→ **Input rows**:
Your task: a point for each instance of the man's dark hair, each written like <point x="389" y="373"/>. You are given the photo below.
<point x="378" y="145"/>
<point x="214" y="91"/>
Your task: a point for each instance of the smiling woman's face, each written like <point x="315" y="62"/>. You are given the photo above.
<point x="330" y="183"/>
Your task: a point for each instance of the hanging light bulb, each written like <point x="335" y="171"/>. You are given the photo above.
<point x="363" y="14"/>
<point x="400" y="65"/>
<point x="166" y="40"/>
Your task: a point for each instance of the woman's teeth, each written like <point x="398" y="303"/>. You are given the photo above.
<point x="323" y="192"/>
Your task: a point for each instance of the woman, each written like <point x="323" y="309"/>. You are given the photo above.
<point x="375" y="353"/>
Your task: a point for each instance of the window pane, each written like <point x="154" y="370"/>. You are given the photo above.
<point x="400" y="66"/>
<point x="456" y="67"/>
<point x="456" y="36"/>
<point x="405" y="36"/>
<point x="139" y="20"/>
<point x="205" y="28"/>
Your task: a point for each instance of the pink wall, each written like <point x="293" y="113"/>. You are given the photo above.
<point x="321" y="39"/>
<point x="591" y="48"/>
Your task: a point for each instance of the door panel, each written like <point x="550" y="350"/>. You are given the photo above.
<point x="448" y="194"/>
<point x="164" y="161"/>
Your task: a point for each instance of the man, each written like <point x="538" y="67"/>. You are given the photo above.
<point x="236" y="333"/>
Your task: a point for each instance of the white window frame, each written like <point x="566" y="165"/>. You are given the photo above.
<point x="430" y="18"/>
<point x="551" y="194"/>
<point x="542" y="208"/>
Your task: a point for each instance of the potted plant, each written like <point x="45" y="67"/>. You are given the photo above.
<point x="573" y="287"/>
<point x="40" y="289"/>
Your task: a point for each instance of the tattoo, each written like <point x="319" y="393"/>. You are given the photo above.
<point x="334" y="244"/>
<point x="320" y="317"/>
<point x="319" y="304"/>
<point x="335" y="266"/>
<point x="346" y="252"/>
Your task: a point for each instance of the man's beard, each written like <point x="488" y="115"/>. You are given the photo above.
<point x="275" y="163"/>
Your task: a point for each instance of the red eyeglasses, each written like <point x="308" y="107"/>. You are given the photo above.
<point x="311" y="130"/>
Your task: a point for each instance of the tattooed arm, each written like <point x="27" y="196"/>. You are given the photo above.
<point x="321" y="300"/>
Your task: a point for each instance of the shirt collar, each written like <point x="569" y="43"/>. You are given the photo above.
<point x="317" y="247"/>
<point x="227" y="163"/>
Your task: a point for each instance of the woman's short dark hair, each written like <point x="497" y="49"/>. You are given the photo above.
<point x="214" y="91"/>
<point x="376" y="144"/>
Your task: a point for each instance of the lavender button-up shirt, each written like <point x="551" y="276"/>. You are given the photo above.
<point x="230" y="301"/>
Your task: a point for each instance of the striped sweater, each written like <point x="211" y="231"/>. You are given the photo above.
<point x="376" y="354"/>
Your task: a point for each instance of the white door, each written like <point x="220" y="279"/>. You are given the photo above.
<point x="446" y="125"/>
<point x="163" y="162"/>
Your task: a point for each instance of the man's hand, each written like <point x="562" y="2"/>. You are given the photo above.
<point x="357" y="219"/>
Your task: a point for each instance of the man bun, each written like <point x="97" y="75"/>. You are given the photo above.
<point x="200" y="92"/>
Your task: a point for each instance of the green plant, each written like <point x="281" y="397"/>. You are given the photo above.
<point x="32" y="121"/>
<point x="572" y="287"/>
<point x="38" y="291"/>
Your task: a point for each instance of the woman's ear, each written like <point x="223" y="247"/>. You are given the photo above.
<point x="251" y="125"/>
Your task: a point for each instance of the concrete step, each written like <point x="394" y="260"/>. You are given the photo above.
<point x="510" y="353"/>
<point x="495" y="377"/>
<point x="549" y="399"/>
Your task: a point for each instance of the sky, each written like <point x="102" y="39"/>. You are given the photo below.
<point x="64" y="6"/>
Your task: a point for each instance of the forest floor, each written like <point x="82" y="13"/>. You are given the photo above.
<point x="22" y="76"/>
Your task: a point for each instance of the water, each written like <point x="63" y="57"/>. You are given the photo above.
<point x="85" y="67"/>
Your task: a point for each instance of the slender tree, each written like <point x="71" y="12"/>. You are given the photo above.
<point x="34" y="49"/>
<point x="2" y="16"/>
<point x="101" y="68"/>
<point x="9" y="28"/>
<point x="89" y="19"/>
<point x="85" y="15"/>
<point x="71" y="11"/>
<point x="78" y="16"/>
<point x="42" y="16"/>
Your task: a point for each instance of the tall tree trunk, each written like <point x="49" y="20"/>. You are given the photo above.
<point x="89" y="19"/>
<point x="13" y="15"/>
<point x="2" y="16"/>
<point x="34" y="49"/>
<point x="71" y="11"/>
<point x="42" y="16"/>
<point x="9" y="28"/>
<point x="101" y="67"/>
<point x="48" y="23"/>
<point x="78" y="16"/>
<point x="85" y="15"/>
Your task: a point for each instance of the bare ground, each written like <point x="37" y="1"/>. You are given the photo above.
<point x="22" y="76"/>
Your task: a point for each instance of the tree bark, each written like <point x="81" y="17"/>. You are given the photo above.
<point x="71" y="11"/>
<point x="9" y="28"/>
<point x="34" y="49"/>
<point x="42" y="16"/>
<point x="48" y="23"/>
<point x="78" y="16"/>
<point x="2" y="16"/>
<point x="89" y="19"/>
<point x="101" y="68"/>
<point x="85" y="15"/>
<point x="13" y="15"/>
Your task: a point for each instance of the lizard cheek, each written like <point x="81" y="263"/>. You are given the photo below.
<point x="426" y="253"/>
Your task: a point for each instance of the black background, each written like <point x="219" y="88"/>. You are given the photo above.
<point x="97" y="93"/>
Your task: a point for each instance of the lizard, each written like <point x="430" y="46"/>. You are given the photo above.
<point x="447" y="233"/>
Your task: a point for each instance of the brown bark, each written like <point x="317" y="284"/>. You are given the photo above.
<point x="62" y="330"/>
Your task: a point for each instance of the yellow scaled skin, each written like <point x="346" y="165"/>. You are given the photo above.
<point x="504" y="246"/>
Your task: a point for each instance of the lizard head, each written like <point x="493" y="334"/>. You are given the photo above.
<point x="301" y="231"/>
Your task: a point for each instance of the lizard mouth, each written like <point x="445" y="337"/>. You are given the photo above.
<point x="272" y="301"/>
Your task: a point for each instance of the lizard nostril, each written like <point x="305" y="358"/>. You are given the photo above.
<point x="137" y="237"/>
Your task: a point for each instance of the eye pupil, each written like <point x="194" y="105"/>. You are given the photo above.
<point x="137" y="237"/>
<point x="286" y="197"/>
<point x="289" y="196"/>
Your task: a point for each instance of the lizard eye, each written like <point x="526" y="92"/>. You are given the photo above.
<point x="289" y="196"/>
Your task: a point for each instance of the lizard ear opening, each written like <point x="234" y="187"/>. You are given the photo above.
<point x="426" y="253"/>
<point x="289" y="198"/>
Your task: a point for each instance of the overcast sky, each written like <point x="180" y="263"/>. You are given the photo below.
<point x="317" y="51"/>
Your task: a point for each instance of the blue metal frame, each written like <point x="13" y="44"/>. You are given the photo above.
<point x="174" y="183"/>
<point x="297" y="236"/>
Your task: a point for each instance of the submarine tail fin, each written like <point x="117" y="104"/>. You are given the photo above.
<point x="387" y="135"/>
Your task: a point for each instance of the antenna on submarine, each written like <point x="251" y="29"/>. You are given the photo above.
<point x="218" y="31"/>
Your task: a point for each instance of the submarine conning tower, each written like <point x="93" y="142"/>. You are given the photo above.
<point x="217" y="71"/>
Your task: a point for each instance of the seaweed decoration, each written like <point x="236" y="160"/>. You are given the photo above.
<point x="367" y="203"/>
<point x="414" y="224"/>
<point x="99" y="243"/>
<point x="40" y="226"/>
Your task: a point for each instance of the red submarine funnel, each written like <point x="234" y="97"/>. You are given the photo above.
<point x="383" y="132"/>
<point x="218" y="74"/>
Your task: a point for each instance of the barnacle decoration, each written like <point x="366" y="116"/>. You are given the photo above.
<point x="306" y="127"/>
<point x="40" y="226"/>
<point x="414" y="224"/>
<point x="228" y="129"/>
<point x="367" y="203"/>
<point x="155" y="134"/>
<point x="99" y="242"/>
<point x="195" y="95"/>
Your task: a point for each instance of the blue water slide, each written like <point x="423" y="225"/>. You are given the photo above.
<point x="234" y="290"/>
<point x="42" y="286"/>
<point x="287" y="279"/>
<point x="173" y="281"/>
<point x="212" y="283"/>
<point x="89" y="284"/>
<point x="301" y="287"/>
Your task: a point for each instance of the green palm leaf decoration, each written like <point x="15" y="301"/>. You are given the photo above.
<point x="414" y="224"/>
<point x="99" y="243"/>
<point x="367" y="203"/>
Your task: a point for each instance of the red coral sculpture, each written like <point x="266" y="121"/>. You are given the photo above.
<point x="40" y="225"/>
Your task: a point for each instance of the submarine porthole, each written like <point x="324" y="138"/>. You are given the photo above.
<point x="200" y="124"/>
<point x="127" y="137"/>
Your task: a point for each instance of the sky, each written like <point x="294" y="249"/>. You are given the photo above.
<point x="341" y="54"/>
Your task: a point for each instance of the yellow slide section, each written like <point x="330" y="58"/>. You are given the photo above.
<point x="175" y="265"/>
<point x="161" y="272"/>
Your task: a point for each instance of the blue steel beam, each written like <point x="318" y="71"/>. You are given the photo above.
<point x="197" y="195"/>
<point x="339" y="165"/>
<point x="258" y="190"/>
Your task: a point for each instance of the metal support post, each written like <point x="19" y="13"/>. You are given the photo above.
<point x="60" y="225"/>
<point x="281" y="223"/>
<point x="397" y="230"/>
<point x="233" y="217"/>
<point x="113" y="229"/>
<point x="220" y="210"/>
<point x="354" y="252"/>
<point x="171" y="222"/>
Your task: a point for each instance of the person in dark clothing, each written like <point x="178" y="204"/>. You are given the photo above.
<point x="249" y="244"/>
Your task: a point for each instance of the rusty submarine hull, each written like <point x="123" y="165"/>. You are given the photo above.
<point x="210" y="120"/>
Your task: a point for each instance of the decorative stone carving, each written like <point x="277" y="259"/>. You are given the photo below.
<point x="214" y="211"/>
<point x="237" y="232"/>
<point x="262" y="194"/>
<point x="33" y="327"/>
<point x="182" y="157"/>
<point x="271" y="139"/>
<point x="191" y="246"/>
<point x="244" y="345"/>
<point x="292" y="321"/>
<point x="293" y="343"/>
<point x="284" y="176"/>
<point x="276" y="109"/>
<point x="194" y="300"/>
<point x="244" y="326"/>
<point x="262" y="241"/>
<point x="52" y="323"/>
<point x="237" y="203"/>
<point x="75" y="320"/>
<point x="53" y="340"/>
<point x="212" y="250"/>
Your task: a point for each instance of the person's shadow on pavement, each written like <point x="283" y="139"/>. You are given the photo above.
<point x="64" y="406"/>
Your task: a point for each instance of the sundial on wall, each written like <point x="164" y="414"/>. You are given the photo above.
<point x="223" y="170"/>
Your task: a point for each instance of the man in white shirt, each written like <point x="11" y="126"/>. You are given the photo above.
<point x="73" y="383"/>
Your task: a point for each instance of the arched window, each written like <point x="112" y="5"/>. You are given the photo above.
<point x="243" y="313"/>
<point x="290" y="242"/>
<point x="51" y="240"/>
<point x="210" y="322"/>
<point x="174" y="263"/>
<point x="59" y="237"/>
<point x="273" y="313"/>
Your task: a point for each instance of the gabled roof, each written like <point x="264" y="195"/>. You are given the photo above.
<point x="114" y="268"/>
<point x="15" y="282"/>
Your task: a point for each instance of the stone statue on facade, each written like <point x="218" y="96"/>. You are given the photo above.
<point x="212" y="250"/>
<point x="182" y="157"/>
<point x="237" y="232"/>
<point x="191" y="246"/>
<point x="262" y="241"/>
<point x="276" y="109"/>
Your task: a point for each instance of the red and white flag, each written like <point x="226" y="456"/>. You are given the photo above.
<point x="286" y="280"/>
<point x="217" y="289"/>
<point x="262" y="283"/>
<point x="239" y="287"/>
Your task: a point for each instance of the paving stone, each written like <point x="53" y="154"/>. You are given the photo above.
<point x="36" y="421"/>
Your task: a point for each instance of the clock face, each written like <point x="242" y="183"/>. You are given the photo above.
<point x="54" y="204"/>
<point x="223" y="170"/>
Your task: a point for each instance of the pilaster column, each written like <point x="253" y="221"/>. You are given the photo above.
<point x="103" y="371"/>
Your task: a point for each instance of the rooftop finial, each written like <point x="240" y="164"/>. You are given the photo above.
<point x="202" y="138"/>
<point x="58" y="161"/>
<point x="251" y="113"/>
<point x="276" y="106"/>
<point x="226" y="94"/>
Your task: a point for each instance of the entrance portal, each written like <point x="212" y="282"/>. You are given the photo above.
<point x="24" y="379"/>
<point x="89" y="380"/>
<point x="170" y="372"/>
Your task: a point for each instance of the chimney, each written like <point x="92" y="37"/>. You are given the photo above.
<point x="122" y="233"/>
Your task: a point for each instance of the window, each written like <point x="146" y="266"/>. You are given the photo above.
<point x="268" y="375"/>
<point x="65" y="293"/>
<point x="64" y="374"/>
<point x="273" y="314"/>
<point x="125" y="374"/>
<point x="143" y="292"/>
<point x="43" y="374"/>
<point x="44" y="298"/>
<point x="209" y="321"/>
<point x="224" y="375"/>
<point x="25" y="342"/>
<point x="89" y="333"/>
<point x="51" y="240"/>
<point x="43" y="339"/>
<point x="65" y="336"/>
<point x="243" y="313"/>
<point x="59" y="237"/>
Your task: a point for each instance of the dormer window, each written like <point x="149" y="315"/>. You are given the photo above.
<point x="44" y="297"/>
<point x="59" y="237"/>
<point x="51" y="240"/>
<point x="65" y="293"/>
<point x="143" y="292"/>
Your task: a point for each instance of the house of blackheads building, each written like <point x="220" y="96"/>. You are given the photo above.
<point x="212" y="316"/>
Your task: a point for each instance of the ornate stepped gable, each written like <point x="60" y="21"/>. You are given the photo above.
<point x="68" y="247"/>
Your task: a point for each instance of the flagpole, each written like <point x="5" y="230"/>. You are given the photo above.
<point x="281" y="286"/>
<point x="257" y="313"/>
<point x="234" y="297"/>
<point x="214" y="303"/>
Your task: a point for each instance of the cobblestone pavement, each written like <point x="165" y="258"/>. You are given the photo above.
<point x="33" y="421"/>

→ **Challenge**: Take every line from the one containing "Your task: a point for each instance of the dormer" to the end of the listing and output it exactly, with nothing else.

→ **Task result**:
Your task: a point for each instance of the dormer window, each written like <point x="149" y="315"/>. You are given the photo above.
<point x="44" y="297"/>
<point x="59" y="237"/>
<point x="51" y="240"/>
<point x="65" y="293"/>
<point x="143" y="292"/>
Your task: a point for each instance of the house of blackheads building, each written like <point x="220" y="96"/>. You are given the photo above.
<point x="212" y="316"/>
Your task: a point for each instance of the ornate stepped gable, each written like <point x="60" y="21"/>. You are given the photo above.
<point x="68" y="247"/>
Your task: a point for each instance of the flagpole, each written like <point x="5" y="230"/>. You are given the photo above.
<point x="281" y="286"/>
<point x="257" y="313"/>
<point x="234" y="297"/>
<point x="214" y="303"/>
Your task: a point for each instance of the cobblestone pavement, each written like <point x="165" y="258"/>. You are given the photo above.
<point x="33" y="421"/>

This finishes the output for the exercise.